#### [ПИСЬМЕННОЕ ЗАДАНИЕ 1]
Выпишите из интервью все реплики журналиста, который берёт интервью.
#### [ПИСЬМЕННОЕ ЗАДАНИЕ 2]
Перепишите фрагмент интервью от слов «- Говорят, что» до слов «много образов, историй...» включительно, заменив «хорошие» на «талантливые».

Хороший спектакль почти всегда построен на крови
Действие первое: Бонжур
- Вы - журналист, театральный критик - решили облечь своё творчество в новую форму. Или не совсем новую?
С девяти лет я вёл дневники. Просто фиксировал происходящее: что случилось дома и в школе. Позже, лет в тринадцать, я уже начал описывать чувства и мысли. Тогда же стал писать рассказы, правда, очень мрачные… Поступление на театроведческий факультет ГИТИСа было компромиссом между моей любовью к театру и желанием писать. В принципе, я всегда хотел писать какие-то художественные вещи. Когда появилась возможность уйти на время из основной профессии, я и написал роман.
- Наверное, было тяжело перестроиться после журналистских текстов на литературные?
- Это совершенно другой стиль письма, он гораздо богаче и даёт значительно больше возможностей. В художественном тексте, конечно, не может быть определённости, свойственной текстам журналистским. В романе сталкиваются непохожие друг на друга персонажи, и каждый борется за свою идею и свой способ жизни. Писатель, мне кажется, не имеет право быть на стороне кого-то из своих героев, «подыгрывать» ему. Он должен дать возможность каждому донести свою правду.
- Когда вы работали над романом, журналистикой не занимались?
- В начале работы над романом мне нужно было написать колонку для одного журнала. Но я настолько настроился на другой ритм и стиль письма, что, наверное, неделю работал над текстом, который раньше написал бы за один вечер. И я понял: если я хочу заниматься и журналистикой, нужно делать перерывы в работе над романом. Грубо говоря, утром писать роман, а вечером – колонку, я не мог. И думаю, что не смогу.
Действие второе: Весь мир – театр?
- Говорят, что из писателей редко получаются хорошие журналисты, а из журналистов писатели - наоборот, потому что за годы работы с разными людьми в голове рождается много образов, историй...

#### [Записи с координатной разметкой]
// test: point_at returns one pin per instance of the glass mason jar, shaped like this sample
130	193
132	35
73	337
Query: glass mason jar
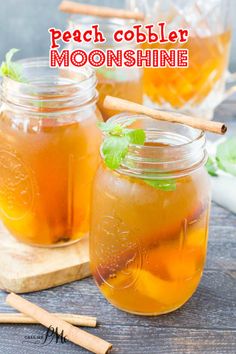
47	160
198	89
149	224
122	82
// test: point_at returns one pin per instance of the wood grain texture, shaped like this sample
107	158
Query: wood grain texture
24	268
206	324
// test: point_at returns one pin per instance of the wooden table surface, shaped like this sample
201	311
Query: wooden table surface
205	324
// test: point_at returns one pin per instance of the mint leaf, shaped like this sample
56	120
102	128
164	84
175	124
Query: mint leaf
167	185
226	156
211	167
117	140
114	150
116	144
11	69
136	136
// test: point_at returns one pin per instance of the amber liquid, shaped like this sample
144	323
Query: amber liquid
148	246
47	167
208	59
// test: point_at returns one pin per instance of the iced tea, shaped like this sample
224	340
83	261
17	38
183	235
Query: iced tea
148	245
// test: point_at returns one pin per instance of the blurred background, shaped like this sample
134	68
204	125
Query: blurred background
24	24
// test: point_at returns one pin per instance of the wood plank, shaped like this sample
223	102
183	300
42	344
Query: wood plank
213	306
129	339
24	268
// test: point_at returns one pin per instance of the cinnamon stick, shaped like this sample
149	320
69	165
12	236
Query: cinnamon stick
119	104
77	320
49	320
100	11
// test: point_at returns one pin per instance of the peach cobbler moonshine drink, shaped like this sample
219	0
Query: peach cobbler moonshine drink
149	221
49	144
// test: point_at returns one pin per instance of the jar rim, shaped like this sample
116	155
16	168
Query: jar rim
164	160
55	89
44	62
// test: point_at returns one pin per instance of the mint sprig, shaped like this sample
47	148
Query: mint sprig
211	167
117	140
11	69
226	156
116	145
167	185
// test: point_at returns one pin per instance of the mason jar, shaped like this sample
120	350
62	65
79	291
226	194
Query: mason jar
149	219
49	144
122	82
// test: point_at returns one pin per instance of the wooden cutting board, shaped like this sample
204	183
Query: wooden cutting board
24	268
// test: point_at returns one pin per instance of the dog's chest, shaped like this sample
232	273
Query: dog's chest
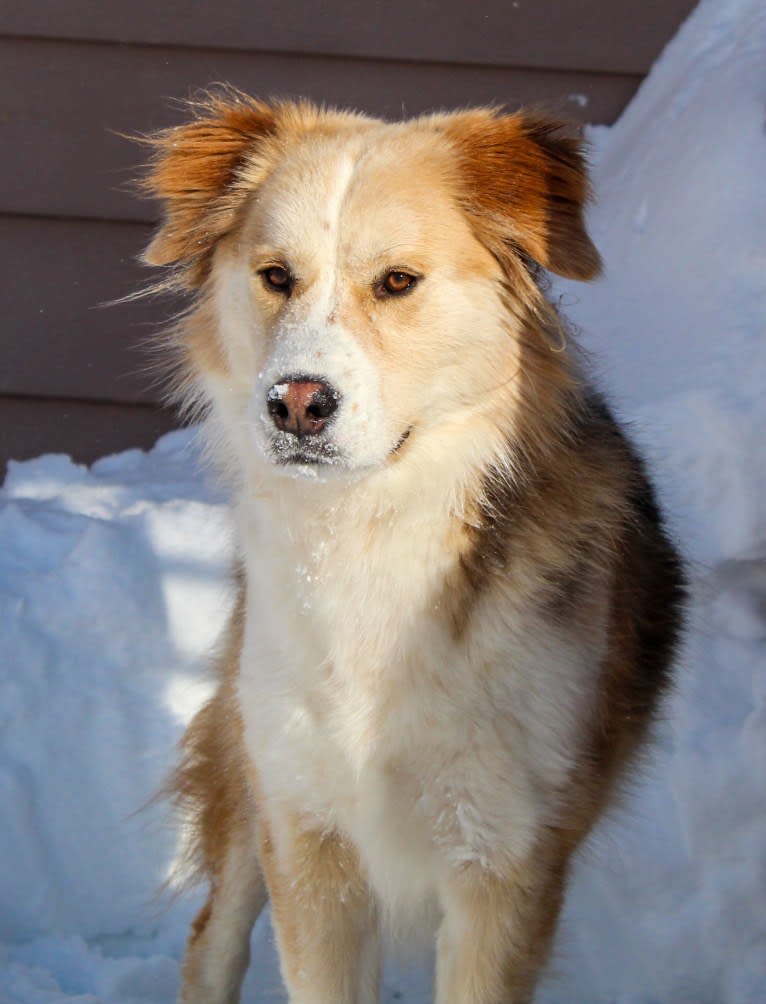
364	714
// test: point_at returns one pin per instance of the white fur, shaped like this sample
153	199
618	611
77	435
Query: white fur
362	712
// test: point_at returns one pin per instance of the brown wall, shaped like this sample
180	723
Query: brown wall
74	75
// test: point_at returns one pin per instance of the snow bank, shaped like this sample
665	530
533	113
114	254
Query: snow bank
112	587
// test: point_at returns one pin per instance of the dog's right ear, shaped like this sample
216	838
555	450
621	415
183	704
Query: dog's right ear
193	172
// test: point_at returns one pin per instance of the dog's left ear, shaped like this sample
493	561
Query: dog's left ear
525	184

#### [РАЗБОР РЕШЕНИЯ 1]
1. Вы - журналист, театральный критик - решили облечь своё творчество в новую форму. Или не совсем новую?
2. Наверное, было тяжело перестроиться после журналистских текстов на литературные?
3. Когда вы работали над романом, журналистикой не занимались?
4. Говорят, что из писателей редко получаются хорошие журналисты, а из журналистов писатели - наоборот, потому что за годы работы с разными людьми в голове рождается много образов, историй...

#### [РАЗБОР РЕШЕНИЯ 2]
- Говорят, что из писателей редко получаются талантливые журналисты, а из журналистов писатели - наоборот, потому что за годы работы с разными людьми в голове рождается много образов, историй...